Answer these from the GCC installation passage below:
1. What default does --with-sysroot use when it gets no argument?
2. What does --with-newlib cause to be left out of libgcc.a?
3. Which two things need GNU make to compile?

===== Document passage =====

All support for systems which have been obsoleted in one release of GCC is removed entirely in the next major release, unless someone steps forward to maintain the port.
Some options which only apply to building cross compilers:
--with-sysroot
--with-sysroot=dir
Tells GCC to consider dir as the root of a tree that contains a (subset of) the root filesystem of the target operating system. Target system headers, libraries and run-time object files will be searched in there. The specified directory is not copied into the install tree, unlike the options --with-headers and --with-libs that this option obsoletes. The default value, in case --with-sysroot is not given an argument, is ${gcc_tooldir}/sys-root. If the specified directory is a subdirectory of ${exec_prefix}, then it will be found relative to the GCC binaries if the installation tree is moved.
--with-headers
--with-headers=dir
Deprecated in favor of --with-sysroot. Specifies that target headers are available when building a cross compiler. The dir argument specifies a directory which has the target include files. These include files will be copied into the gcc install directory. This option with the dir argument is required when building a cross compiler, if prefix/target/sys-include doesn't pre-exist. If prefix/target/sys-include does pre-exist, the dir argument may be omitted. fixincludes will be run on these files to make them compatible with GCC.
--without-headers
Tells GCC not use any target headers from a libc when building a cross compiler. When crossing to GNU/Linux, you need the headers so gcc can build the exception handling for libgcc. See CrossGCC for more information on this option.
--with-libs
--with-libs=``dir1 dir2 ... dirN''
Deprecated in favor of --with-sysroot. Specifies a list of directories which contain the target runtime libraries. These libraries will be copied into the gcc install directory. If the directory list is omitted, this option has no effect.
--with-newlib
Specifies that newlib is being used as the target C library. This causes __eprintf to be omitted from libgcc.a on the assumption that it will be provided by newlib.
Note that each --enable option has a corresponding --disable option and that each --with option has a corresponding --without option.
Installing GCC: Building
Now that GCC is configured, you are ready to build the compiler and runtime libraries.
We highly recommend that GCC be built using GNU make; other versions may work, then again they might not. GNU make is required for compiling GNAT (the Ada compiler) and the Java runtime library.
(For example, many broken versions of make will fail if you use the recommended setup where objdir is different from srcdir. Other broken versions may recompile parts of the compiler when installing the compiler.)

===== Data excerpts =====

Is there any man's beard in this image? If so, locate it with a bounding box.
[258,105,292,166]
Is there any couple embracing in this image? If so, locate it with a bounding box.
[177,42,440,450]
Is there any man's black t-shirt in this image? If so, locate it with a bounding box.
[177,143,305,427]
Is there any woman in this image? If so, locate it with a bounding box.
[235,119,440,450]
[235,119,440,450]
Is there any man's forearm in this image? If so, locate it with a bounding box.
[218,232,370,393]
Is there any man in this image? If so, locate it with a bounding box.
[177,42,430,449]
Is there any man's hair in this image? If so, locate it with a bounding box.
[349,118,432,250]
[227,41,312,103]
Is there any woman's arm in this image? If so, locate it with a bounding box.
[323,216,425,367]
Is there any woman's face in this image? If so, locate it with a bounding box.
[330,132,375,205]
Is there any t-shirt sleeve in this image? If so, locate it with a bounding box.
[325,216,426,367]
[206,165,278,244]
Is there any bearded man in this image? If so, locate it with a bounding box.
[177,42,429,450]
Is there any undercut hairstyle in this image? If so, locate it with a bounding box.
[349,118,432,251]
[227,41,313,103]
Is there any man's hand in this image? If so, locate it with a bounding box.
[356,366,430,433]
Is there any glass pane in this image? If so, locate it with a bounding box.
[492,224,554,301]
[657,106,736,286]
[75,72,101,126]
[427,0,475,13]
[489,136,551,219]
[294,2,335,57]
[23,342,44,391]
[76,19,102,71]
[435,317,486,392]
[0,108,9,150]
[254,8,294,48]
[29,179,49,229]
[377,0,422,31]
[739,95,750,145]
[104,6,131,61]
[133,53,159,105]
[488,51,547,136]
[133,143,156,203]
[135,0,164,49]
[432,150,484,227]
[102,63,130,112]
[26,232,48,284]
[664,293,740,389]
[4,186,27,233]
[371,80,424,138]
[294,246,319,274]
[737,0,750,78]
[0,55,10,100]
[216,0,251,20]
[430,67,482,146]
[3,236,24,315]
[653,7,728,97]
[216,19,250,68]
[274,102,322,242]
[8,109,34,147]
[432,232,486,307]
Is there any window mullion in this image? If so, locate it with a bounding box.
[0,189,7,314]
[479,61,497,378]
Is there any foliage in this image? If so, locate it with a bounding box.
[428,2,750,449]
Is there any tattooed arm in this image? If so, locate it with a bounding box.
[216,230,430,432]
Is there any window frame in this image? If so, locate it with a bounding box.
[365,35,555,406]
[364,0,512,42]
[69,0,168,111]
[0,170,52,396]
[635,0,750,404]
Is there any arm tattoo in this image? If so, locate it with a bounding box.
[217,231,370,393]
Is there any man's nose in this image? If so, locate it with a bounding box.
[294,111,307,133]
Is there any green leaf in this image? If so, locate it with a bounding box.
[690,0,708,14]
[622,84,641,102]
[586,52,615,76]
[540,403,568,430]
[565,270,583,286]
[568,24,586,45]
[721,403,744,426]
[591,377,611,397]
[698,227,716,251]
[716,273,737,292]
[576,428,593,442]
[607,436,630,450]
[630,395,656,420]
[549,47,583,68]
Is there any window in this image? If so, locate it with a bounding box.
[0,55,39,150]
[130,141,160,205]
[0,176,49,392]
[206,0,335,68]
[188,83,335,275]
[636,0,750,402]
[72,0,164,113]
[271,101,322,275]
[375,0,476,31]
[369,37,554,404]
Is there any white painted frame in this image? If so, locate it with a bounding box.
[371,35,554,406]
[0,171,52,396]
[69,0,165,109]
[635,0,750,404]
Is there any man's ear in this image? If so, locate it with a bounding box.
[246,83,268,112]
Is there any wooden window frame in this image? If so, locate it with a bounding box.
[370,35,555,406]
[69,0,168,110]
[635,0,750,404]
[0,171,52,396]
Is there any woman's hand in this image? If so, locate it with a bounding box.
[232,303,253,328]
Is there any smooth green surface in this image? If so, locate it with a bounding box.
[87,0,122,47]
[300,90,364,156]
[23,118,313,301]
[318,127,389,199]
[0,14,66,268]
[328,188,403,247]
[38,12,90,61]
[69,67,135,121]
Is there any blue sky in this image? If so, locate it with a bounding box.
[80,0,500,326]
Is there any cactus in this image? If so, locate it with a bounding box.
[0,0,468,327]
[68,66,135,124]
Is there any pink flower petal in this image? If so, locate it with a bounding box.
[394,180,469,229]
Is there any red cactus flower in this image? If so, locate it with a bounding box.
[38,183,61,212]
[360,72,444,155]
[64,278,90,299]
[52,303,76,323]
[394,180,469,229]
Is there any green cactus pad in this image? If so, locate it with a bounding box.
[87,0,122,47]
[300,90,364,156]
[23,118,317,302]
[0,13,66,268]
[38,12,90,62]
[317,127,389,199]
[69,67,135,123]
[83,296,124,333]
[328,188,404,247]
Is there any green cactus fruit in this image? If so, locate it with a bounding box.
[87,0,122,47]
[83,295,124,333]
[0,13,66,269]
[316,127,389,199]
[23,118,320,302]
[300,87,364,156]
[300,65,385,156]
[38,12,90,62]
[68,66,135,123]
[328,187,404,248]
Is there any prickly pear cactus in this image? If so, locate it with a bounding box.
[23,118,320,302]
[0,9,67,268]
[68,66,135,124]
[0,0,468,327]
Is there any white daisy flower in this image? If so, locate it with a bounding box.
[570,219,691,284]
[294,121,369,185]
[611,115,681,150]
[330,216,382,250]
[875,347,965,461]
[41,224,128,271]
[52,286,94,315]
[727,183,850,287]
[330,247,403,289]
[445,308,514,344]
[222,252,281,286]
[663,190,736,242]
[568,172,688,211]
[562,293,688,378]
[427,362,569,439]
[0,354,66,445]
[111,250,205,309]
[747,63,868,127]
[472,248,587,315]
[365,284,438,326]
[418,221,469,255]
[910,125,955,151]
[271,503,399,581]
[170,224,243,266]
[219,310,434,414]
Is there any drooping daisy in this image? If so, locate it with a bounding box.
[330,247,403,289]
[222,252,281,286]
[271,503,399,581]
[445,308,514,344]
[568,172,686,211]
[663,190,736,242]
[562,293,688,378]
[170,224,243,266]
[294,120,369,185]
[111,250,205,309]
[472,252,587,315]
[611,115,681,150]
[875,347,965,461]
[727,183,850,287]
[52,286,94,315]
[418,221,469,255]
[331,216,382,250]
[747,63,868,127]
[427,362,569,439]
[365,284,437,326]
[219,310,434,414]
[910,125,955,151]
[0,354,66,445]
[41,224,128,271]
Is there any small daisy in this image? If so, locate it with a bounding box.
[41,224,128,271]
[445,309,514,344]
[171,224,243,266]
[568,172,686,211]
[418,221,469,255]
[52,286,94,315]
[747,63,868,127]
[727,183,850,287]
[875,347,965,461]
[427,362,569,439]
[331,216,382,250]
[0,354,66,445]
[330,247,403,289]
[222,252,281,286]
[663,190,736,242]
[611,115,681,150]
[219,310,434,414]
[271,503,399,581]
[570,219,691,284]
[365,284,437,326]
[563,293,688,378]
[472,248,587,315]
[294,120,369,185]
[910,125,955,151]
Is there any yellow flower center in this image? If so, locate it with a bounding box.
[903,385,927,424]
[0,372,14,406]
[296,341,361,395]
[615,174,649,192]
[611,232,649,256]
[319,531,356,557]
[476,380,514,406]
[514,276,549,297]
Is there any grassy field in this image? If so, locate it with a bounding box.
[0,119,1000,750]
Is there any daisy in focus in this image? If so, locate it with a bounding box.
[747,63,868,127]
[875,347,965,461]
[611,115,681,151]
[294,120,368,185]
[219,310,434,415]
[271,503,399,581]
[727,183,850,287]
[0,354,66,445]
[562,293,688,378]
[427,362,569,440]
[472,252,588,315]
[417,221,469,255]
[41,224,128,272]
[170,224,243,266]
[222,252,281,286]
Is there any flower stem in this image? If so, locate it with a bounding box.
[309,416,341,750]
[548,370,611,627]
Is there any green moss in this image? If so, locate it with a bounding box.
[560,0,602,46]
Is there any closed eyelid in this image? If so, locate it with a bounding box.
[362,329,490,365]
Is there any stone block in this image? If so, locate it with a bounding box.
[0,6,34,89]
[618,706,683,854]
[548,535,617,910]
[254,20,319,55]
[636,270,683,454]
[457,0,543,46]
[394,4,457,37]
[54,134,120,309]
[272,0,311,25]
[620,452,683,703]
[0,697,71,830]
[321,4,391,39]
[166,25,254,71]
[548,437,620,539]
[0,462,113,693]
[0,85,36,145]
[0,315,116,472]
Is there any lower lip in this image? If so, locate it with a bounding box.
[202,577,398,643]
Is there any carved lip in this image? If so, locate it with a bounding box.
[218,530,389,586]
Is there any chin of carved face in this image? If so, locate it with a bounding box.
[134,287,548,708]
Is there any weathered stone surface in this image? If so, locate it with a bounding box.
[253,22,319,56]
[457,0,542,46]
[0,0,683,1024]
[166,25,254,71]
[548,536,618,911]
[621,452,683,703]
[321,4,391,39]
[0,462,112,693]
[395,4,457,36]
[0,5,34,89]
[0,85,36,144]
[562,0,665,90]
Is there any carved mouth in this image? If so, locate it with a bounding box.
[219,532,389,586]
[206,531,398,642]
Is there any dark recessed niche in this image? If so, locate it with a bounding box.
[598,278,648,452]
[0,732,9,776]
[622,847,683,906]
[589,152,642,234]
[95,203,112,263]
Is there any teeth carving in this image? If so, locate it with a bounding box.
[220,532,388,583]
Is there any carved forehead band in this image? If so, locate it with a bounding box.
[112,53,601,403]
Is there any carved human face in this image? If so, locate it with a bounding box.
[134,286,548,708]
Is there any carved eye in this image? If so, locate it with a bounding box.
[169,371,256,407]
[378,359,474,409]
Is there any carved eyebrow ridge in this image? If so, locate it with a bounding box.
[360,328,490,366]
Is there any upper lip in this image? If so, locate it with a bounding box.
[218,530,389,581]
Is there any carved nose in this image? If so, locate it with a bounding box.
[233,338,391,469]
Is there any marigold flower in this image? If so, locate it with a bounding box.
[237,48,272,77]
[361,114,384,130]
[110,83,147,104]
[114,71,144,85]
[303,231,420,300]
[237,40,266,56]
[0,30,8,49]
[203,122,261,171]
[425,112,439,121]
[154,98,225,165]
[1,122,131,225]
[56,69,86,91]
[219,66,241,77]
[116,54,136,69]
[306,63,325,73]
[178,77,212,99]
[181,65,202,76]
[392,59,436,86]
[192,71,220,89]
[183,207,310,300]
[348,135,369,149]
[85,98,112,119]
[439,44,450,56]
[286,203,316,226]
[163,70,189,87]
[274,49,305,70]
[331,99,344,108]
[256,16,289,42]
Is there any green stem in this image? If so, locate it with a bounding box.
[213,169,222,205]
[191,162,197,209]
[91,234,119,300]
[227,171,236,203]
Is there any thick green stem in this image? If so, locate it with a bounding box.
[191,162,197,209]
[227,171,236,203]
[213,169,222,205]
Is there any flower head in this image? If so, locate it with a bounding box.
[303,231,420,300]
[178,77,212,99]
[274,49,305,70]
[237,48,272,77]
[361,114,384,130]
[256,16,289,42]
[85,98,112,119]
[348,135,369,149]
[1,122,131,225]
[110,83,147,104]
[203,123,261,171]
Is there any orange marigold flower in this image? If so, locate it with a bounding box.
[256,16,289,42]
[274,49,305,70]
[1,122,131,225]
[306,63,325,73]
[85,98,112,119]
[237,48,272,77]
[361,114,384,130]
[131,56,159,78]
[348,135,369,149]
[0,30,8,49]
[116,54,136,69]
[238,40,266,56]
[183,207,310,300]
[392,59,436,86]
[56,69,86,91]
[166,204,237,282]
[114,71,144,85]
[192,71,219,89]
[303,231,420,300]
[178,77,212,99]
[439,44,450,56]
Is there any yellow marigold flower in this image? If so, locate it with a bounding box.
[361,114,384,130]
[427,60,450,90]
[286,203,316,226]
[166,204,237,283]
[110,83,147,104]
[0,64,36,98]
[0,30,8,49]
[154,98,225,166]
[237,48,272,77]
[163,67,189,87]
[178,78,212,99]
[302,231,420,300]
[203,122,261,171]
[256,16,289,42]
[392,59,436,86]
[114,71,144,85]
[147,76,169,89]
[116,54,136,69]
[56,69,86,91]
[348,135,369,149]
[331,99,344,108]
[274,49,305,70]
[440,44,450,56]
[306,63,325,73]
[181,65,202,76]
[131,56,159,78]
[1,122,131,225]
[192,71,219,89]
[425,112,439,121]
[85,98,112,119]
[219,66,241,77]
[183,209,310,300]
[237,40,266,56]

=====

- **Written answer**:
1. ${gcc_tooldir}/sys-root
2. __eprintf
3. GNAT (the Ada compiler) and the Java runtime library